# Ratings Inflation: New paper from NYU suggests Uber ratings more meaningless than ever



## mrpjfresh (Aug 16, 2016)

Interesting (though not surprising) read on ratings and the psychology and social pressure to give all drivers 5 stars.
-----------------------------
_How did Uber's ratings become more inflated than grades at Harvard? That's the topic of a new paper, "Reputation Inflation," from NYU's John Horton and Apostolos Filippas, and Collage.com CEO Joseph Golden. The paper argues that online platforms, especially peer-to-peer ones like Uber and Airbnb, are highly susceptible to ratings inflation because, well, it's uncomfortable for one person to leave another a bad review.

The somewhat more technical way to say this is that there's a "cost" to leaving negative feedback. That cost can take different forms: It might be that the reviewer fears retaliation, or that he feels guilty doing something that might harm the underperforming worker. If this "cost" increases over time-i.e., the fear or guilt associated with leaving a bad review increases-then the platform is likely to experience ratings inflation...._

(more at the link below)

- [Your goal]:
Reproduce everything in the thread on Uber ratings inflation from "# Ratings Inflation: New" down to "a bad review.".

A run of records

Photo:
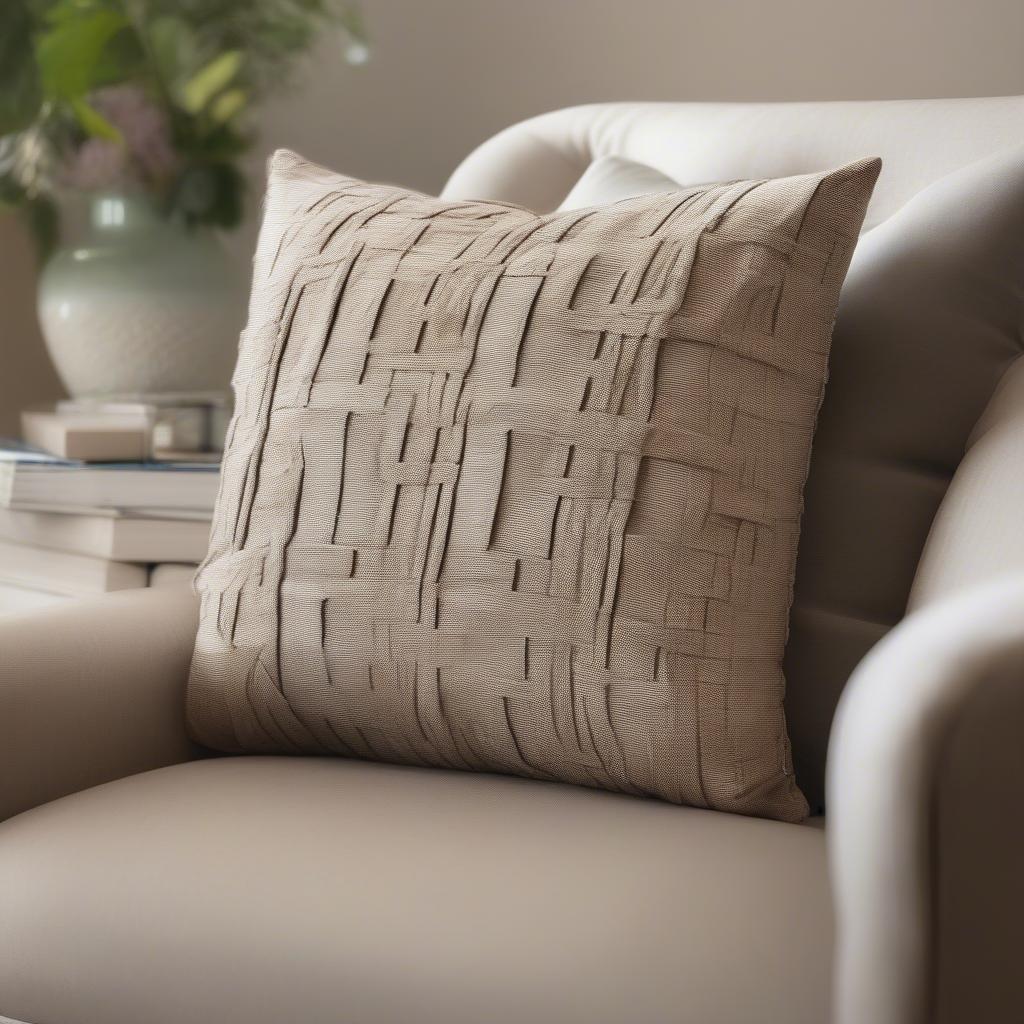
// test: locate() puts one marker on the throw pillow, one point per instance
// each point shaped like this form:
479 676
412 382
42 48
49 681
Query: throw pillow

- [Solution to this exercise]:
# Ratings Inflation: New paper from NYU suggests Uber ratings more meaningless than ever



## mrpjfresh (Aug 16, 2016)

Interesting (though not surprising) read on ratings and the psychology and social pressure to give all drivers 5 stars.
-----------------------------
_How did Uber's ratings become more inflated than grades at Harvard? That's the topic of a new paper, "Reputation Inflation," from NYU's John Horton and Apostolos Filippas, and Collage.com CEO Joseph Golden. The paper argues that online platforms, especially peer-to-peer ones like Uber and Airbnb, are highly susceptible to ratings inflation because, well, it's uncomfortable for one person to leave another a bad review.